▸ INPUT RECORDS
-- -- --

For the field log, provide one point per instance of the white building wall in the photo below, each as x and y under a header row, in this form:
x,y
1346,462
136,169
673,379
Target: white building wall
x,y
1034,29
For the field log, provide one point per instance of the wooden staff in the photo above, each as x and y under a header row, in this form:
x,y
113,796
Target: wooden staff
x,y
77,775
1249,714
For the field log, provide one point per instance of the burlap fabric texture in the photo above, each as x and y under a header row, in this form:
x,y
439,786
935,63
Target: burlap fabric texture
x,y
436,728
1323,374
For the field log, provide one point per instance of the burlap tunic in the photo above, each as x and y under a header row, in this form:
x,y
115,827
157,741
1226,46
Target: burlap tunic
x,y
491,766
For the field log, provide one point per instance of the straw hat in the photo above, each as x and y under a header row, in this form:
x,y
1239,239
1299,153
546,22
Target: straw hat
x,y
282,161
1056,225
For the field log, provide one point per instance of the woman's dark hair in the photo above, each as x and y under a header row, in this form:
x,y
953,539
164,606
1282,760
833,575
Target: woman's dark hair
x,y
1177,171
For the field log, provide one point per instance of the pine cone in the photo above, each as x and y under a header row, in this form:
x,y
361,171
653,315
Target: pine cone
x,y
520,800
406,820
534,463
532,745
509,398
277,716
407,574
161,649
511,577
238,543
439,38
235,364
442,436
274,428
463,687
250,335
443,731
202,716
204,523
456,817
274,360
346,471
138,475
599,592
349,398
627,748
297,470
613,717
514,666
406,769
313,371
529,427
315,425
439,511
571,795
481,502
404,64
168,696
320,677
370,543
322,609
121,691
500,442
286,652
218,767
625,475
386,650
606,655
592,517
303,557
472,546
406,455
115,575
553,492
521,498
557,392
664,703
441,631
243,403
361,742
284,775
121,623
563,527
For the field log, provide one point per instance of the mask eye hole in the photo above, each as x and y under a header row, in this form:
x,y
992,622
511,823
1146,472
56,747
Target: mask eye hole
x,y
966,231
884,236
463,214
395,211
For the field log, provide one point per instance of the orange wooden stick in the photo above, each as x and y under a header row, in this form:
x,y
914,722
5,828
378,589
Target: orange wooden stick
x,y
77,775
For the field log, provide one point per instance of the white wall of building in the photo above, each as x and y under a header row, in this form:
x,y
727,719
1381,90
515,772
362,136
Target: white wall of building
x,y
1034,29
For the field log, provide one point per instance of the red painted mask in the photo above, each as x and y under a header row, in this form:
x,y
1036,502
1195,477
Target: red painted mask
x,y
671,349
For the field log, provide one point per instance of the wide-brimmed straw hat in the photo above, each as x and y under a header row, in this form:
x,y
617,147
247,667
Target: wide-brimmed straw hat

-- -- --

▸ EXERCISE DIRECTIONS
Every record listed above needs to be written out again exactly.

▸ COMPLETED EXERCISE
For the field log, provide one point per instance of the white building wall in the photo below, each as x and y under a header row, in this form:
x,y
1346,462
136,169
673,379
Target: white building wall
x,y
1034,29
For the field log, provide one point per instance of the wooden staff in the photo above, each as x and y under a header row, in this form:
x,y
113,796
Target: wooden staff
x,y
77,775
1249,714
For the field log, provide one point per instance of the burlap fabric texture in the photo above, each as x and y under a header row, in this form:
x,y
439,786
935,63
Target: burlap fabric texture
x,y
436,728
1323,374
For the field log, provide one point per instance of the burlap tunic in the photo above, each as x and y under a header row, in this form:
x,y
115,827
157,741
1226,46
Target: burlap tunic
x,y
491,766
For the field log, provide one point per instance of the straw hat in the photo above, each as x and y under a header row, in this form:
x,y
1239,239
1299,153
546,22
Target: straw hat
x,y
282,161
1056,225
For the field log, provide one point per instance of the woman's dark hair in the photo above, each as x and y under a header row, in this form:
x,y
953,539
164,606
1282,760
833,575
Target: woman's dark hair
x,y
1177,171
For the field log, provide one point per instance of the pine cone in the photo above, each as x and y under a header row, in this form:
x,y
361,171
653,315
Target: pine cone
x,y
520,800
406,820
534,463
532,745
509,398
277,716
407,574
161,649
511,577
238,543
439,38
235,364
442,436
274,428
463,687
250,335
443,731
202,716
204,523
456,817
274,360
346,471
138,475
599,592
349,398
627,748
297,470
613,717
514,666
406,769
313,371
529,427
315,425
439,511
571,795
481,502
404,64
168,696
320,677
370,543
322,609
121,691
500,442
286,652
218,767
625,475
386,650
606,655
592,517
303,557
472,546
406,455
115,575
553,492
521,498
557,392
664,703
441,631
243,403
361,742
284,775
121,623
563,527
For the field log, provide one point per instance of the mask eye hole in the photo above, each as x and y under a header row, in this form:
x,y
992,622
511,823
1146,472
56,747
Target: mask eye hole
x,y
966,231
884,236
463,214
395,211
For the field log, provide one point per instance of the orange wooden stick in the photo above, each as x and y under a header row, in this form:
x,y
914,722
5,828
378,589
Target: orange wooden stick
x,y
77,775
For the field log, provide one point per instance of the white wall of building in the photo above, each as x and y under a header row, in this form:
x,y
727,719
1381,90
515,772
362,136
Target: white wall of building
x,y
1034,29
For the field log, provide one point per instance of the red painted mask in the photo above, each as x and y under a header row, in this form:
x,y
1036,502
1195,477
Target: red painted mask
x,y
671,349
For the field log, provide one point per instance of the wide-brimmed straw hat in the photo above, each as x and y under a header row, in this form:
x,y
617,147
247,667
Target: wide-brimmed straw hat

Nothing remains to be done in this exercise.